◆ What you are asked to do ◆
Each line below needs to be repeated precisely as it is.

◆ Data extract ◆
[Start of Attachment]

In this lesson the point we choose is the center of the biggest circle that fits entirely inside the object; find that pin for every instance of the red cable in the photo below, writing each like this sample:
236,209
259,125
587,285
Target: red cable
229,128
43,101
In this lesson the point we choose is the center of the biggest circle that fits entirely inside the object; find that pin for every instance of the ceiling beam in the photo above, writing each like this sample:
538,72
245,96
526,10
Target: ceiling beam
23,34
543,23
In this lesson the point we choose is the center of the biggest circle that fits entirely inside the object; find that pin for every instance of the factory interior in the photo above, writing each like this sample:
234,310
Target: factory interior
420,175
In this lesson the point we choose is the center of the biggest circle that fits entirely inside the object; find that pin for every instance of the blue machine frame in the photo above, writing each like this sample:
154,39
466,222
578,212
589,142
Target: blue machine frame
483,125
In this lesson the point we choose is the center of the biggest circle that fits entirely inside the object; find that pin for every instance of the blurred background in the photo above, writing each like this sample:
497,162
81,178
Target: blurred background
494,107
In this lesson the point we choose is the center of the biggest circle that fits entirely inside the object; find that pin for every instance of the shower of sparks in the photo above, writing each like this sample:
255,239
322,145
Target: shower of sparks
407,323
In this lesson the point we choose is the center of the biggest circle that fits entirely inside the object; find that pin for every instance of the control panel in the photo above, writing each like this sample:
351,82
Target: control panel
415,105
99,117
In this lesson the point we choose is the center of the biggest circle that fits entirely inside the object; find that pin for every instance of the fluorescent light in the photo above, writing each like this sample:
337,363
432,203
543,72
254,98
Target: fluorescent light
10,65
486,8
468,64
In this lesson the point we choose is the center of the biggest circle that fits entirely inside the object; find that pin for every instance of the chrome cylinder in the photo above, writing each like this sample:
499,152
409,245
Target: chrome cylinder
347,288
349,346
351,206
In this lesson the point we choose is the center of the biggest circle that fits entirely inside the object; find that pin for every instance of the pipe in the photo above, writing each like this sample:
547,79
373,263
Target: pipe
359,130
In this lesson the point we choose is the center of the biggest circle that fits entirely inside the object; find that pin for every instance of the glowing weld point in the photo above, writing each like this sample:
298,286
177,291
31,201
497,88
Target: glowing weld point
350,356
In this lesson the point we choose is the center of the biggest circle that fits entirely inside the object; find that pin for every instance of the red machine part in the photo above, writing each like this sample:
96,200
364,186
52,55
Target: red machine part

[End of Attachment]

◆ Answer section ◆
In this lesson the point we choose is the center of the biggest circle that fits entirely inside the object; find that pin for every instance of the red cable in the photo below, writing each like this sample:
236,209
259,125
587,285
Target: red cable
229,128
43,101
In this lesson the point we choose is the center of the biggest circle that fits entirely inside the object; find that pin for every instance of the ceiling beam in the photo above, writing each like this sample:
538,72
245,96
526,10
Target: ceiling beam
23,34
543,23
In this lesson the point we choose is the center of the biggest circle that fits entirely inside the object; find that pin for every instance of the factory interior in the photo above, writing each like this sample:
234,310
Target: factory interior
420,175
In this lesson the point we choose is the center of the biggest circle that fits entirely inside the object; find that pin for every instance of the blue machine frame in the photo above, writing each like this sample:
154,39
466,222
578,212
589,142
Target: blue machine frame
483,125
In this lesson the point we choose is the center of the biggest circle that fits entirely inside the object; find that pin for every instance of the blurred background in the photo above, writing each like this sample:
497,162
81,178
Target: blurred background
494,107
In this lesson the point we choose is the center of the biggest circle that fits entirely inside the object; find that pin for every instance of the shower of sparks in the photo above, writing each like this sample:
255,239
322,145
Target: shower of sparks
407,323
In this lesson the point we choose is the center of the biggest circle that fits entirely inside the object; find that pin for every instance of the control panel in the photo above, writing each like this sample:
351,82
Target: control panel
415,105
99,117
In this lesson the point we choose is the center of the biggest circle that fits entirely inside the object; find that pin for every instance of the fluorescent light in the photo above, writing each like this sample:
337,363
432,203
543,72
254,98
Target: fluorescent light
10,65
486,8
468,64
In this lesson the point we choose is the center of the biggest circle that fits entirely inside the object; find that pin for every instance of the chrome cylinder in the photo above, writing each like this sample:
499,152
409,245
Target: chrome cylinder
347,288
349,346
351,206
In this lesson the point we choose is the center of the biggest circle that fits entirely inside the object; find that pin for every instance of the pipe in the photo above, writing each like this sample:
547,79
373,263
Target: pipe
359,130
In this lesson the point we choose is the center of the biggest circle that fits entirely inside the object; find that pin for every instance of the glowing weld point in the photo above, writing each like this sample:
298,286
177,291
31,201
497,88
Target: glowing weld point
350,356
In this lesson the point we choose is the center of the biggest circle that fits entirely inside the object; find that pin for every instance of the red machine part in the photo above, writing each like this sample:
96,200
364,186
52,55
Target: red machine part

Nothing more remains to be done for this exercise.